*** TEXT UNDER STUDY ***

Diabetes And Memory Loss Warnings Added To Cholesterol Medications
The U.S. Food and Drug Administration (FDA) announced on Tuesday that they would be adding memory loss and diabetes warnings to the labels of cholesterol-lowering drugs known as statins.
According to Reuters reporters Bill Berkrot and Ransdell Pierson, the label changes come after the agency learned of studies in which taking statins could lead to a small increased risk of cognitive issues such as memory loss or confusion, as well as a slight spike in blood sugar levels and the risk of developing type 2 diabetes.
FDA spokesperson Erica Jefferson told Reuters that the changes were “part of our ongoing surveillance.”
The affected products include Lipitor (atorvastatin), Lescol (fluvastatin), Mevacor (lovastatin), Altoprev (lovastatin extended-release), Livalo (pitavastatin), Pravachol (pravastatin), Crestor (rosuvastatin), and Zocor (simvastatin). Combination products include: Advicor (lovastatin/niacin extended-release), Simcor (simvastatin/niacin extended-release), and Vytorin (simvastatin/ezetimibe), the FDA said in a statement reprinted by Tuesday.

*** End of TEXT UNDER STUDY ***
*** SOURCE DATA ***

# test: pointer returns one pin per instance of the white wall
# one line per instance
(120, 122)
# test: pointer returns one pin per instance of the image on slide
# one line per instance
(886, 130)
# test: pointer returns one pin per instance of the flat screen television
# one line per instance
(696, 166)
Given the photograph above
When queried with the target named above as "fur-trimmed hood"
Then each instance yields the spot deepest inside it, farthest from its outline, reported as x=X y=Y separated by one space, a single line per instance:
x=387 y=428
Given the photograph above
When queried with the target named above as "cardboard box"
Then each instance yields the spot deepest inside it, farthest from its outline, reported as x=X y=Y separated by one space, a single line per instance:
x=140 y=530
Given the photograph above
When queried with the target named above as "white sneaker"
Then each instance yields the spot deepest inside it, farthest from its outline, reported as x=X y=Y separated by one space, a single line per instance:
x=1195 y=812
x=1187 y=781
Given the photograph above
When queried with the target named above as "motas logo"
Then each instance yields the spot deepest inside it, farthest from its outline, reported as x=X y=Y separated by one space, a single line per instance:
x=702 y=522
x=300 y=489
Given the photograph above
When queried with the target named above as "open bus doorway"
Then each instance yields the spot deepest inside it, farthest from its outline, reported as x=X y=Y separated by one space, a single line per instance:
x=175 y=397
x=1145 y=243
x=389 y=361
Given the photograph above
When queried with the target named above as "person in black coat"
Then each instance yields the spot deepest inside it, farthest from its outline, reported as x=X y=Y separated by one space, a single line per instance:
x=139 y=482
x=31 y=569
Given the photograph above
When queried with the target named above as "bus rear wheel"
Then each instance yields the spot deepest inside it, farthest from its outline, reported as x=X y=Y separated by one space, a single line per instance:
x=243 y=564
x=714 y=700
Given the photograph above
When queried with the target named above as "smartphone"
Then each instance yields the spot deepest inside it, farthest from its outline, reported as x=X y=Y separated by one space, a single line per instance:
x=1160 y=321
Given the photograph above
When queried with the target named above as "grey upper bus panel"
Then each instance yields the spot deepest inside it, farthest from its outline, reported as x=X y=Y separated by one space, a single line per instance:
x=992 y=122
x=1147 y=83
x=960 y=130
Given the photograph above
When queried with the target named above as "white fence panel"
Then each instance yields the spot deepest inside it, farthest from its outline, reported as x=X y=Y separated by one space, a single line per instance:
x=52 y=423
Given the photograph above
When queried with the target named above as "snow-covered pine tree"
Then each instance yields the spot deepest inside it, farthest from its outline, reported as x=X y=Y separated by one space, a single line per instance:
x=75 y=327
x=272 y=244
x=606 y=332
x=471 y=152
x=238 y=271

*** End of SOURCE DATA ***

:: PROBLEM DESCRIPTION ::
Extend the news report on statin label warnings by several sentences, picking up after its final sentence. The collected data entries play no part in this.

:: RESULT OF THE EXERCISE ::
When asked about the changes, Cleveland Clinic Cardiology Chairman Steven Nissen told Forbes reporter Matthew Herper that the blood sugar warning is the result of “a very small uptick in blood sugar that makes a few more people cross the threshold we call diabetes.”
“This small increased risk of higher blood-sugar levels needs to be taken in the context of the very strong evidence of beneficial things that are provided by statins,” added Matthew Price, director of the cardiac catheterization laboratory at Scripps Clinic in La Jolla, California, in a telephone interview with Bloomberg’s Anna Edney and Michelle Fay Cortez. “This doesn’t affect my prescribing of statins where it’s clinically indicated, though I will make sure I closely follow patients at risk for diabetes.”
In terms of the cognitive issues, the FDA said that reports of memory loss and/or confusion were not series, and in most cases the symptoms were reversed after the patient stopped using the statin.
The agency also noted that they would be removing a requirement for regular monitoring of liver enzymes for those using the cholesterol medication, after concluding that serious liver injury was “rare and unpredictable in individual patients, and that routine periodic monitoring of liver enzymes does not appear to be effective in detecting or preventing this rare side effect.”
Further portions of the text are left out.